## Required action
Transcribe the records that follow, preserving every word.

Entries taken from a collection
------------

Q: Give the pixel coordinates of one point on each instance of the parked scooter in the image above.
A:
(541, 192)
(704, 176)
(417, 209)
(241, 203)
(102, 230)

------------

## Reply
Q: Give the pixel coordinates of one point on each instance of the parked scooter in the image above.
A:
(541, 192)
(704, 176)
(417, 209)
(241, 203)
(102, 230)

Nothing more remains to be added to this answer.